(Requirement): Between the line containing "Query: eyeglasses" and the line containing "Guideline: the keypoint for each instance of the long" lies a run of lines; give that run again exactly, with both of those lines, and nothing else from the entries below.
───── Data records
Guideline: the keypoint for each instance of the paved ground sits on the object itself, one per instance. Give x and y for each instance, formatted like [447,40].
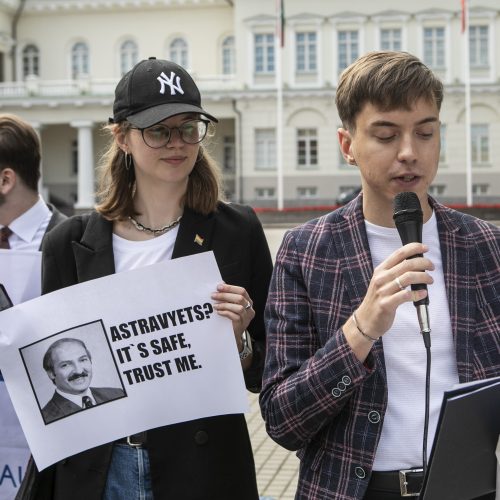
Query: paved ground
[277,468]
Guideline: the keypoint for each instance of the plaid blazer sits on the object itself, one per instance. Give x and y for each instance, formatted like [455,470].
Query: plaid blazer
[317,397]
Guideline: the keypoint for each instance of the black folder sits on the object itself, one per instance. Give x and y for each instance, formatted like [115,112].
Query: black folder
[462,464]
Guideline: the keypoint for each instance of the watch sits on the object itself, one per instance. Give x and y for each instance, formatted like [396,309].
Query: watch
[247,345]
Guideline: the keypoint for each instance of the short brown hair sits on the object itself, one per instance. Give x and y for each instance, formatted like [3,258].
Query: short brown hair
[388,80]
[117,181]
[20,149]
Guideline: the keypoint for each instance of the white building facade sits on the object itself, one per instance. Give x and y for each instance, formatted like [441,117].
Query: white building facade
[60,61]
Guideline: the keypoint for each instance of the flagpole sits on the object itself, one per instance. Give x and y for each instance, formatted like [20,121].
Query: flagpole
[468,135]
[279,104]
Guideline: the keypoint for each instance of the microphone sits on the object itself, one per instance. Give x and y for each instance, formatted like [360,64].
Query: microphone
[408,218]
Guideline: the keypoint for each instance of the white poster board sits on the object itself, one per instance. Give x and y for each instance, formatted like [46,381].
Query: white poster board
[20,273]
[156,344]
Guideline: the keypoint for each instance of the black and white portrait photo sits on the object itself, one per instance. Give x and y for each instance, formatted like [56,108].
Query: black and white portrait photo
[78,369]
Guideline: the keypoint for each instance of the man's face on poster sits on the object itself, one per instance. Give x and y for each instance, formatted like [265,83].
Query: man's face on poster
[72,370]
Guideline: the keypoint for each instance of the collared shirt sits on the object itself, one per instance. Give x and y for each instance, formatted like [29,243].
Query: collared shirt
[28,229]
[77,398]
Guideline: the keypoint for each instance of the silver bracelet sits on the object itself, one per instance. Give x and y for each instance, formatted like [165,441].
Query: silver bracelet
[371,339]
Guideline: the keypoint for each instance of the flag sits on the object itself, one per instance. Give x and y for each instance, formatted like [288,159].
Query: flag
[463,16]
[280,21]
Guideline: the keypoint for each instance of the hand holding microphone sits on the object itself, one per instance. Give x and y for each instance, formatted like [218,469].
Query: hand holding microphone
[408,218]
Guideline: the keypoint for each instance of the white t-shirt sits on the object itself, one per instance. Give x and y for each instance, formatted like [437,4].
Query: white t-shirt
[135,254]
[400,444]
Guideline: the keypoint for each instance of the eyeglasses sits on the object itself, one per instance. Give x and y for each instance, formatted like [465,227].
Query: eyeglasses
[158,136]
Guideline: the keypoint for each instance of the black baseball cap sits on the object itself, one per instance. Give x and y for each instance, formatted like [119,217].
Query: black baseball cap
[153,90]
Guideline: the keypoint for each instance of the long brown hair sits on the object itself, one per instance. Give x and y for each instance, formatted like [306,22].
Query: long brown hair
[117,181]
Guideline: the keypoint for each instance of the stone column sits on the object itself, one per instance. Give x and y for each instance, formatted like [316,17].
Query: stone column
[86,187]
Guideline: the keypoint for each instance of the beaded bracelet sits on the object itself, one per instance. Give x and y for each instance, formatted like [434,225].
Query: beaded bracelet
[371,339]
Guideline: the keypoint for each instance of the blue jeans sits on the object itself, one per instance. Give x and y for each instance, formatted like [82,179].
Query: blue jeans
[129,476]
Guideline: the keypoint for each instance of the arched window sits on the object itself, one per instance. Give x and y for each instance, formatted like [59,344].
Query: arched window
[79,60]
[129,56]
[30,61]
[179,52]
[228,56]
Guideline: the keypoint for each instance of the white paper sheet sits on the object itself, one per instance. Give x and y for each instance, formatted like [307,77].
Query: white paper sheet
[151,332]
──────────
(Task solution):
Query: eyeglasses
[158,136]
Guideline: the keypoint for each instance of the black baseball cap sits on the object itself, one per instance. Give x and y for each instance, formatted like [119,217].
Query: black baseball cap
[153,90]
Guideline: the keypoint for each instance of the long brown hair sits on the object itself, one per instance. Give x and y for each instance, formatted like [306,22].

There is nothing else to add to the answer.